(Dataset records)
------
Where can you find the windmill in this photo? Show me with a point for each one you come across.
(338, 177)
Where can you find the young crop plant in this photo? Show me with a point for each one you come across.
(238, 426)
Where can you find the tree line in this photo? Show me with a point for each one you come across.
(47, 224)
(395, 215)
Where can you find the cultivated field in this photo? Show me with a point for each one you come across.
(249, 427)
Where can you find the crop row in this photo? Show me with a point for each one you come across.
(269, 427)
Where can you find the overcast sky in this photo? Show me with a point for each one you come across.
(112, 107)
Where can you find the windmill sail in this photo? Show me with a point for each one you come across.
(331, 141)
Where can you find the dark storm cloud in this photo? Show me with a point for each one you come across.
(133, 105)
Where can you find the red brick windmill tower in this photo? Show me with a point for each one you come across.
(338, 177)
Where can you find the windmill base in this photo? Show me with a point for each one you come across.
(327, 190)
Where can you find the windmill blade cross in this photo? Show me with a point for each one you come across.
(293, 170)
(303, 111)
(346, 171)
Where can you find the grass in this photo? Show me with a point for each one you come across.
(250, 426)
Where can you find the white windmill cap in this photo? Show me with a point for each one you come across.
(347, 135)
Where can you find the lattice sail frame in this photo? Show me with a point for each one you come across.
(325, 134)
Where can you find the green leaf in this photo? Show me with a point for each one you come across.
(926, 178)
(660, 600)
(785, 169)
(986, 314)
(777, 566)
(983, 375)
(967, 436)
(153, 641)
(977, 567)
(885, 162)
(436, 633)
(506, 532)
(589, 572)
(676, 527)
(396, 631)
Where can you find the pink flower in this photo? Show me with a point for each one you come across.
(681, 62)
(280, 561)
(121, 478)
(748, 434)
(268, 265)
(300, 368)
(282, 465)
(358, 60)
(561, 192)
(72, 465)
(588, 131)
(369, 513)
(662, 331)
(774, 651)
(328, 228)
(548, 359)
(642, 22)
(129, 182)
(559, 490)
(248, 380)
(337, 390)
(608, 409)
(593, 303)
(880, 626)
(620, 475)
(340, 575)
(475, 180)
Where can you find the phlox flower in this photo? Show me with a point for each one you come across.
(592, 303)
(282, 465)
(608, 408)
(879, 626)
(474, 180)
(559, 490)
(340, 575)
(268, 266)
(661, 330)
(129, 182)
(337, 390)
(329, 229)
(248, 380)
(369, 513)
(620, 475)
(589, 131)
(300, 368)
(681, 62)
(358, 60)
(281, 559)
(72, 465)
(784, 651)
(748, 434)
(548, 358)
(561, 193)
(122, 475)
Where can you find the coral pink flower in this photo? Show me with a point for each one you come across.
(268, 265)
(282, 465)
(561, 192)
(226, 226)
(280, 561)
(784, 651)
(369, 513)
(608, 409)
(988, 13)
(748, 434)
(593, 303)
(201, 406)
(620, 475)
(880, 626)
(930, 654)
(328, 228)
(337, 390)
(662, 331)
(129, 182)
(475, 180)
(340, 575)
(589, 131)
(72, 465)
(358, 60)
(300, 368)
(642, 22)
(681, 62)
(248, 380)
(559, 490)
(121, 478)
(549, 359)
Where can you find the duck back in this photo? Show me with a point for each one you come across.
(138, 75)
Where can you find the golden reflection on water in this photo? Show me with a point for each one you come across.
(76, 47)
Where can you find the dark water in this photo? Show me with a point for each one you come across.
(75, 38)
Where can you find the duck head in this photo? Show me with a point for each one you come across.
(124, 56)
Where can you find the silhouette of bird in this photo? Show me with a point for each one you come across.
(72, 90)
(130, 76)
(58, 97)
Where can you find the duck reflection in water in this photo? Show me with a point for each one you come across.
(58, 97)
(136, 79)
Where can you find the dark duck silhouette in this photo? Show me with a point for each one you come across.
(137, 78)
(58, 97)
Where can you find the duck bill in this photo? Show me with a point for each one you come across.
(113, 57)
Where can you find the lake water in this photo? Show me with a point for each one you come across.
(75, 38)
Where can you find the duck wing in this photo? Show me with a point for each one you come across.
------
Arrange all the lines of the items above as a numbered list, omitting any blank lines.

__RESULT FOR THIS TASK__:
1. Where can you find the windmill in this photo? Show me with a point for each one you come across.
2. (338, 177)
3. Where can you find the young crop plant in this photo? Show me with a point for each one you come across.
4. (238, 426)
5. Where can you find the tree line in this photo? Show me with a point for each one you come across.
6. (47, 224)
7. (395, 215)
8. Where can you find the cultivated field in this photo? Show me with a point for each one you come across.
9. (249, 427)
10. Where can you find the crop row in this photo? Show me with a point for each one you come across.
11. (269, 427)
12. Where can you find the overcast sky in this photo? Show me with a point for each one you come across.
13. (112, 107)
14. Where can you find the windmill sail in this photo? Show me with a point for each one you come across.
15. (331, 141)
16. Where can you find the dark storm cloud in this photo? Show me with a point for each one you come across.
17. (133, 105)
18. Where can you find the red brick windmill tower in this photo? Show me with a point for each one you come across.
19. (338, 177)
20. Where can you find the windmill base in this photo? Show me with a point for each one you come across.
21. (327, 190)
22. Where can you find the windmill blade cross in this photo? Show me with a point for each one you come across.
23. (293, 170)
24. (303, 111)
25. (346, 171)
26. Where can you find the grass in this photo? Show me with a point for each one you come across.
27. (250, 426)
28. Where can you find the white windmill cap in this photo? Show me with a point for each one you come across.
29. (347, 135)
30. Where can you find the lattice sail frame in this photo? Show me with a point for each one you come across.
31. (325, 134)
32. Where can you find the green leaf in this photo? Show me with a point for each one you come across.
33. (926, 178)
34. (660, 600)
35. (785, 169)
36. (986, 314)
37. (777, 566)
38. (983, 375)
39. (967, 436)
40. (153, 641)
41. (977, 567)
42. (885, 162)
43. (436, 633)
44. (506, 532)
45. (589, 572)
46. (676, 527)
47. (396, 631)
48. Where can you find the pink flower in this photo? Show me with a point for each one you come across.
49. (681, 62)
50. (280, 561)
51. (121, 478)
52. (748, 434)
53. (268, 265)
54. (300, 368)
55. (282, 465)
56. (358, 60)
57. (561, 192)
58. (72, 465)
59. (588, 131)
60. (369, 513)
61. (662, 331)
62. (774, 651)
63. (328, 228)
64. (548, 359)
65. (642, 22)
66. (129, 182)
67. (559, 490)
68. (248, 380)
69. (337, 390)
70. (608, 409)
71. (593, 303)
72. (880, 626)
73. (620, 475)
74. (340, 575)
75. (475, 180)
76. Where can you find the phlox flower in this photo? Show me with a point for each one you come across.
77. (592, 303)
78. (282, 465)
79. (608, 408)
80. (879, 626)
81. (474, 180)
82. (559, 490)
83. (340, 575)
84. (268, 266)
85. (661, 330)
86. (129, 182)
87. (337, 390)
88. (329, 229)
89. (248, 380)
90. (369, 513)
91. (620, 475)
92. (589, 131)
93. (300, 368)
94. (681, 62)
95. (358, 60)
96. (281, 559)
97. (72, 465)
98. (784, 651)
99. (748, 434)
100. (548, 358)
101. (561, 193)
102. (122, 475)
103. Where can you find the coral pink flower in this photo? Show me with a point for each one you come across.
104. (268, 265)
105. (282, 465)
106. (561, 192)
107. (226, 226)
108. (280, 561)
109. (784, 651)
110. (369, 513)
111. (608, 409)
112. (988, 13)
113. (748, 434)
114. (593, 303)
115. (201, 406)
116. (620, 475)
117. (880, 626)
118. (930, 654)
119. (328, 228)
120. (337, 390)
121. (662, 331)
122. (129, 182)
123. (475, 180)
124. (340, 575)
125. (589, 131)
126. (72, 465)
127. (358, 60)
128. (300, 368)
129. (642, 22)
130. (681, 62)
131. (248, 380)
132. (559, 490)
133. (121, 478)
134. (549, 359)
135. Where can you find the duck back in this photo? Show me with a point for each one you come across.
136. (138, 75)
137. Where can you find the golden reflection on water in this photo? Show me with a point for each one you come across.
138. (76, 47)
139. Where can you find the dark water in this photo? Show me with a point for each one you come across.
140. (75, 38)
141. Where can you find the duck head in this photo? Show me with a point for each one you come across.
142. (124, 56)
143. Where can you find the silhouette of bird in this photo? Show me with a point for each one you come across.
144. (72, 90)
145. (130, 76)
146. (58, 97)
147. Where can you find the duck reflection in water in this photo? Show me with a point for each one you come across.
148. (58, 97)
149. (136, 79)
150. Where can you find the dark duck silhouette in this photo? Show me with a point for each one you come across.
151. (137, 78)
152. (58, 97)
153. Where can you find the duck bill in this photo? Show me with a point for each one you come across.
154. (113, 57)
155. Where can you find the lake water in this photo? Show me with a point for each one you come across.
156. (75, 38)
157. Where can you find the duck wing in this photo? Show me with a point for each one you come across.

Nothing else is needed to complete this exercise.